╭─ Information shown
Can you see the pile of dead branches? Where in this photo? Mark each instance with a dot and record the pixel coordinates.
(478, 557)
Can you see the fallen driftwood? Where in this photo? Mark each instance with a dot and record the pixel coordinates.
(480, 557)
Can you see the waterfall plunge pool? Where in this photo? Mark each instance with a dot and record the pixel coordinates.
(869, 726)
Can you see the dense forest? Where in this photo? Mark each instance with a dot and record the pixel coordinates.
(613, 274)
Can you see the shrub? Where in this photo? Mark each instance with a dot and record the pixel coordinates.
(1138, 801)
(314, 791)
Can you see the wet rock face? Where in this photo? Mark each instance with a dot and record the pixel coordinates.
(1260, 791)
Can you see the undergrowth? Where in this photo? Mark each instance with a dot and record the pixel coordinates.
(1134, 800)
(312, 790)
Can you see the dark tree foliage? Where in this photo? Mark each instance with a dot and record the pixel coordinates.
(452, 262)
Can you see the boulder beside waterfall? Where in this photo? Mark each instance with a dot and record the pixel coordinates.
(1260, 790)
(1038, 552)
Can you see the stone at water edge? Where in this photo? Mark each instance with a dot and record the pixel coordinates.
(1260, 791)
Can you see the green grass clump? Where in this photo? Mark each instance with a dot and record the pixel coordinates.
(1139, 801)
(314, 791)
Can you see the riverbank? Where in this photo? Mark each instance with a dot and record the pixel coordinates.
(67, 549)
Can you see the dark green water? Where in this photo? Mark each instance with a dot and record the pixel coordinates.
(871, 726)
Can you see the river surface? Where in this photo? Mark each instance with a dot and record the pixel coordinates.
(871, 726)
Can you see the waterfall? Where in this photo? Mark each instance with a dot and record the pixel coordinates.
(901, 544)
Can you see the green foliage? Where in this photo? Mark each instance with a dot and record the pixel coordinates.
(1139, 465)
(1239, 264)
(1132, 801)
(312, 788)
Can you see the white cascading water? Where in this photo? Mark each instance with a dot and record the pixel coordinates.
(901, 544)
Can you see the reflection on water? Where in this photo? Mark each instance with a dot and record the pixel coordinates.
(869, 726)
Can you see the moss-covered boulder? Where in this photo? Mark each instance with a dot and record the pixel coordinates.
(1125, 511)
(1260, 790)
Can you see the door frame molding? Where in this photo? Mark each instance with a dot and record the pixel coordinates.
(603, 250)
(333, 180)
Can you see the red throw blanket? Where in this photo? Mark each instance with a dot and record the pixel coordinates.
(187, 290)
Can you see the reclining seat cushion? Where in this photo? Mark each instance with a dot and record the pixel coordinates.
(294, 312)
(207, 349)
╰─
#### [Set problem]
Please quote each of the rows above word for word.

#### [Exercise solution]
Can you see the pile of dead branches? Where in this photo? Mark each instance with a dot and record the pixel coordinates.
(478, 557)
Can you see the fallen driftwood? Where in this photo? Mark each instance with a dot and record the pixel coordinates.
(480, 557)
Can you see the waterfall plunge pool? Where in this photo? Mark each instance with a dot and record the pixel coordinates.
(869, 726)
Can you see the dense forest? Where in this photo? Mark each instance with a dot and record the pixel coordinates.
(613, 274)
Can you see the shrub? Where in this photo? Mark each instance with a dot and record the pixel coordinates.
(1138, 801)
(314, 791)
Can you see the wet rock face? Where in this photo? Mark each instance with a dot and record the pixel coordinates.
(1260, 791)
Can you see the undergrowth? Where in this photo? Mark each instance with a dot and record the pixel coordinates.
(1134, 800)
(312, 790)
Can you see the dark tree foliage? Where in this photo? Mark each instance with a dot and record the pixel coordinates.
(452, 262)
Can you see the boulder beside waterfall? Where in this photo? Mark each instance with a dot and record the pixel coordinates.
(1260, 790)
(1038, 552)
Can you see the stone at water edge? Where in this photo? Mark each instance with a dot and record the pixel coordinates.
(1260, 791)
Can you see the green grass clump? Where in this photo? Mark each instance with a dot and record the pixel coordinates.
(1139, 801)
(314, 791)
Can you see the riverbank? Where in this photo? Mark each instance with a dot and record the pixel coordinates.
(67, 549)
Can you see the dark green water? Where in this photo? Mark each instance with a dot and record the pixel coordinates.
(871, 726)
Can you see the river surface? Where in this photo? Mark each instance with a dot and record the pixel coordinates.
(871, 726)
Can you see the waterfall? Where in this photo? Mark each instance with a dot and record the pixel coordinates.
(901, 544)
Can you see the green foliage? Where in this photo? Mark each instance with a dot and record the pixel coordinates.
(1139, 465)
(1239, 264)
(1132, 801)
(312, 788)
Can you see the white cascading water? Where in this photo? Mark each instance with a dot and record the pixel coordinates.
(901, 544)
Can you see the reflection on water? Where in this photo? Mark each instance with a dot and record the pixel coordinates.
(869, 726)
Can you see the moss-covered boulder? Where in this photo? Mark each instance with a dot and record the pixel coordinates.
(1125, 511)
(1260, 790)
Can you see the door frame molding? Where in this photo? Mark each instance with a dot and record the pixel coordinates.
(603, 250)
(333, 180)
Can you see the red throw blanket? Where in this photo? Mark each instance with a dot and record the pixel coordinates.
(187, 290)
Can you see the reclining seat cushion? Where in this photo? Mark each instance with a dot and record the pixel coordinates.
(294, 312)
(207, 349)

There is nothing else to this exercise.